# Extrait de page
+--

La Commune par Peter Watkins


J'insiste sur l'importance de Peter Watkins, cinéaste britannique qui a pulvérisé la frontière entre documentaire et fiction, inventant une manière personnelle et attrayante pour faire passer ses idées auprès du plus grand nombre. Il s'est évertué à dénoncer les mass média qui pratiquent ce qu'il appelle la monoforme et a dû plusieurs fois s'exiler devant le refus des télévisions du monde entier de diffuser ses films explosifs. À 86 ans Peter Watkins vit aujourd'hui dans la Creuse. C'est à Montreuil qu'il avait tourné La Commune...
Depuis mon article du 13 janvier 2009 sur ce film exceptionnel, Doriane a édité plusieurs coffrets :
Coffret de 5 DVD avec La bombe, Culloden, La commune, Punishment Park, The Gladiators + les courts métrages The Diary Of An Unknown Soldier, Forgotten Faces et interview, 30€
Coffret de 5 DVD avec Edvard Munch, Privilège, Evening Land, Le libre penseur, 30€
Coffret de 5 DVD pour Le voyage en 19 épisodes soit 14h30, réquisitoire contre l'arme nucléaire, 30€


Il faut bien commencer par le début, la suite est un combat. J'ai eu du mal à choisir parmi les nombreux extraits sur YouTube de La Commune, le film que Peter Watkins a tourné en 2000 sur la révolution du printemps 1871 à Paris. Ce film exceptionnel par la manière de concevoir le cinéma, sur un évènement exceptionnel scandaleusement peu traité (La Nouvelle Babylone de Kosintsev et Trauberg également vivement conseillé, surtout avec la partition originale de Chostakovitch, une de ses plus belles, que j'ai eu la chance de voir avec l'ensemble Ars Nova) et escamoté par l'Éducation Nationale, dure plus de 6 heures sans que l'on s'ennuie une minute. Watkins nous plonge dans l'époque en tournant comme si l'action se passait aujourd'hui : caméra à l'épaule, une équipe de télévision filme et interviewe les protagonistes, communards, versaillais, parisiens en proie à leurs contradictions, les 200 acteurs ont presque tous choisi le rôle qu'ils souhaitaient incarner, des journaux télévisés de la chaîne versaillaise déversent la propagande du criminel Thiers, les conversations débordent sur des préoccupations contemporaines, le jeu des acteurs qui ne se privent d'aucun regard vers la caméra donne un ton d'actualité vécue à une reconstitution brechtienne des deux mois d'effervescence, espoir et horreur, qu'ont connu les Parisiens et dont l'analyse révèlera Karl Marx au grand public.

+--

# Tâches
A. Traduisez en anglais cette phrase du texte sur Peter Watkins : « À 86 ans Peter Watkins vit aujourd'hui dans la Creuse. »
B. Recopiez un passage du texte sur Peter Watkins, à partir des mots « La Commune par » et jusqu'aux mots « tourné La Commune... » inclus.
C. Reprenez le texte sur Peter Watkins, s'il vous plaît, et prolongez-le à partir de sa dernière phrase.

Extraits de données de boîtes englobantes
+--

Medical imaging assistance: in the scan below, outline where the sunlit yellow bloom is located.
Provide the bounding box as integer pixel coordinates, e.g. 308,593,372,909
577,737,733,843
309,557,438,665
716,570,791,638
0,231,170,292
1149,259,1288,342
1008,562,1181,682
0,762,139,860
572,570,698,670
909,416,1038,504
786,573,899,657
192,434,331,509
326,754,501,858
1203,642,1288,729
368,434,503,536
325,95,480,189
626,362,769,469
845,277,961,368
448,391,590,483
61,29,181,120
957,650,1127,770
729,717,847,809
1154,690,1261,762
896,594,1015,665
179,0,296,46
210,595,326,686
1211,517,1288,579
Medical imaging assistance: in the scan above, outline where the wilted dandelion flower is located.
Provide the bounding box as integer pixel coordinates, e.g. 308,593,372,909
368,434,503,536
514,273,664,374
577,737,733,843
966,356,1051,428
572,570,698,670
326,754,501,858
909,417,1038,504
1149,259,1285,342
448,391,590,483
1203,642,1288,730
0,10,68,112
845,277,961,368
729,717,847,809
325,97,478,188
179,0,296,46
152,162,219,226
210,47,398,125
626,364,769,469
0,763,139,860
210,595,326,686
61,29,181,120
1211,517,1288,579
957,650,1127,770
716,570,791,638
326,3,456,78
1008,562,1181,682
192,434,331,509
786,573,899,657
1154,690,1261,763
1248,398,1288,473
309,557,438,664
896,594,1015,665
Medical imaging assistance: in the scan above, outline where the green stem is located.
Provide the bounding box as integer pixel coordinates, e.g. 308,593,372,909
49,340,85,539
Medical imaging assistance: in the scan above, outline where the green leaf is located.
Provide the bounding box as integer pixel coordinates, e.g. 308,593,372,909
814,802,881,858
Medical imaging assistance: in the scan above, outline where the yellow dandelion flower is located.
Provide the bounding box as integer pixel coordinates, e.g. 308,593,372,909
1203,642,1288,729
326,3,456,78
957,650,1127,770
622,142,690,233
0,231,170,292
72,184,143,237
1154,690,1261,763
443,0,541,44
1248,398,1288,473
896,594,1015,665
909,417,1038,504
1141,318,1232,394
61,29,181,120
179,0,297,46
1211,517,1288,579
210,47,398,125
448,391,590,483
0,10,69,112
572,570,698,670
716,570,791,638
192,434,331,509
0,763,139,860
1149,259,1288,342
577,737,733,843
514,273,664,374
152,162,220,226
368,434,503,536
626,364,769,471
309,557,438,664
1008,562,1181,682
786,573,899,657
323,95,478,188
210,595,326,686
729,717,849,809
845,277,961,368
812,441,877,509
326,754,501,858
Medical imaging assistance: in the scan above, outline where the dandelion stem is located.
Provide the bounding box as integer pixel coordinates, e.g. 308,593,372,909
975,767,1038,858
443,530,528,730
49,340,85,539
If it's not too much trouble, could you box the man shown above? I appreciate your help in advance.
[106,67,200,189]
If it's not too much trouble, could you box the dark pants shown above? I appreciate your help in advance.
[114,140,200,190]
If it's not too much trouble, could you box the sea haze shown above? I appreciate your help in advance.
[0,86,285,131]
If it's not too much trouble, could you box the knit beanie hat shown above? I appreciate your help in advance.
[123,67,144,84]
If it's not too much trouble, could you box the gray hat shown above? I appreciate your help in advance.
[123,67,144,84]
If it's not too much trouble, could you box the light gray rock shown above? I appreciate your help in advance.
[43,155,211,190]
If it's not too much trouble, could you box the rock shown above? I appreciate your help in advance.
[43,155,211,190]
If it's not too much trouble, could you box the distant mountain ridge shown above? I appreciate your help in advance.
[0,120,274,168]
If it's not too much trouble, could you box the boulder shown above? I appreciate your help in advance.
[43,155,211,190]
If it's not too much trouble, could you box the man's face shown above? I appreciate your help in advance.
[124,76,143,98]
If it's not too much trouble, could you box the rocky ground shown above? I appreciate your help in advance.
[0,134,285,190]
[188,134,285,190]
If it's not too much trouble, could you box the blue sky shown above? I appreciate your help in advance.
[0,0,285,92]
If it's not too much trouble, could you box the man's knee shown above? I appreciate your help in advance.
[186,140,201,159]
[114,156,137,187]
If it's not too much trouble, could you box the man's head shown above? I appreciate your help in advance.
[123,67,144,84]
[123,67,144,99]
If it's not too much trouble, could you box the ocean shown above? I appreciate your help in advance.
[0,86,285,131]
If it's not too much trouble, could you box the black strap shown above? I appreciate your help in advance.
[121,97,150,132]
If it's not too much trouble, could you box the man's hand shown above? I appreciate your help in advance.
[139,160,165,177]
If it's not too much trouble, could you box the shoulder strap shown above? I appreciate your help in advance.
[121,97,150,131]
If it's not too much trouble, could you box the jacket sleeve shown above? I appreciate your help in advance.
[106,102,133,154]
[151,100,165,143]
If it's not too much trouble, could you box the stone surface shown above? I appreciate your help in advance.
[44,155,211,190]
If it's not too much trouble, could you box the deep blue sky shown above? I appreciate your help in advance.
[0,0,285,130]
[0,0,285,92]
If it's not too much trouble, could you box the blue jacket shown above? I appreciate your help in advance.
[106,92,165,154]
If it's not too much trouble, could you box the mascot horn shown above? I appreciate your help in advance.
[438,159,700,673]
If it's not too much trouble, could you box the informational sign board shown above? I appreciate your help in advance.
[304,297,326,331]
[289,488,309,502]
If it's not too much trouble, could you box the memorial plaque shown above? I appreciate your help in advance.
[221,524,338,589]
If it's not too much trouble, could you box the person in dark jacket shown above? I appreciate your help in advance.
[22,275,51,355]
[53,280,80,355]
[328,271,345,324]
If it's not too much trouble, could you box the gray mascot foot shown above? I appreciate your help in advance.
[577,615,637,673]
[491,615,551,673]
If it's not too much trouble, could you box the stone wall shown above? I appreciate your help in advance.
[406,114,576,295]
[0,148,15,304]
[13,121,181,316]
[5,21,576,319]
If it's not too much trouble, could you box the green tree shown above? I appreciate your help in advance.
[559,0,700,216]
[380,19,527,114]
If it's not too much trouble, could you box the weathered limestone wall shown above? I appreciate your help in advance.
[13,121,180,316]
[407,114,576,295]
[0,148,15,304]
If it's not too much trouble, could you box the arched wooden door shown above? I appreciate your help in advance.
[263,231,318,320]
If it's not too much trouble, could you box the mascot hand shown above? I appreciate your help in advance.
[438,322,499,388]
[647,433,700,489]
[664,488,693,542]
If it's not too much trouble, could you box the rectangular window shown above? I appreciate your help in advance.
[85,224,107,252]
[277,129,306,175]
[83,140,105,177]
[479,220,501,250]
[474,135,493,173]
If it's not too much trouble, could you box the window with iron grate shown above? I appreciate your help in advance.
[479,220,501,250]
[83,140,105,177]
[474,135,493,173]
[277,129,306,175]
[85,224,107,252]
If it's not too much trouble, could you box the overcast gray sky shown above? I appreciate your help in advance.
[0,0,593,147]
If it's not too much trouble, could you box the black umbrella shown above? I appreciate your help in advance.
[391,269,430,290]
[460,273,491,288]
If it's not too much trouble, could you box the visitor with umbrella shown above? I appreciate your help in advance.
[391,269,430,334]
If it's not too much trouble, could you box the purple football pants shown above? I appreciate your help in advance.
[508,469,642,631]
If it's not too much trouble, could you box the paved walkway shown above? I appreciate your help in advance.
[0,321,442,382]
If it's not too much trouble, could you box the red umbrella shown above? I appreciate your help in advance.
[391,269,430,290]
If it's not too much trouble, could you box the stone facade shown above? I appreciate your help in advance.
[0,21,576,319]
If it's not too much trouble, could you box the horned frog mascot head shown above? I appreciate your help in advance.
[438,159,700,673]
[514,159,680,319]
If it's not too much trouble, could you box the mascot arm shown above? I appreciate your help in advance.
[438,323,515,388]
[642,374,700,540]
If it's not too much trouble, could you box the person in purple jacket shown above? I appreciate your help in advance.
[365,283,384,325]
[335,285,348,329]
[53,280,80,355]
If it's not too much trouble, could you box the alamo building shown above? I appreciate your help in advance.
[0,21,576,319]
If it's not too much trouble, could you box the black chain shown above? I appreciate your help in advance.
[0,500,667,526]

+--

# Réponses
A. At 86, Peter Watkins now lives in the Creuse.

B.
La Commune par Peter Watkins


J'insiste sur l'importance de Peter Watkins, cinéaste britannique qui a pulvérisé la frontière entre documentaire et fiction, inventant une manière personnelle et attrayante pour faire passer ses idées auprès du plus grand nombre. Il s'est évertué à dénoncer les mass média qui pratiquent ce qu'il appelle la monoforme et a dû plusieurs fois s'exiler devant le refus des télévisions du monde entier de diffuser ses films explosifs. À 86 ans Peter Watkins vit aujourd'hui dans la Creuse. C'est à Montreuil qu'il avait tourné La Commune...

C.
Si vous voulez apprendre ce que fut La Commune de Paris, si vous voulez comprendre les enjeux politiques et sociaux de notre vie aujourd'hui, si vous voulez découvrir un cinéma radicalement différent de tout ce que vous avez jamais vu (hormis les autres films tout aussi remarquables de Watkins, tels La bombe ou Punishment Park), achetez le double DVD édité par Doriane chez qui on trouvera également les autres films de Peter Watkins comme Edvard Munch ou Le libre penseur sur August Strindberg. Absolument indispensable à quiconque s'intéresse au cinéma et surtout à quiconque rêve encore de changer le monde...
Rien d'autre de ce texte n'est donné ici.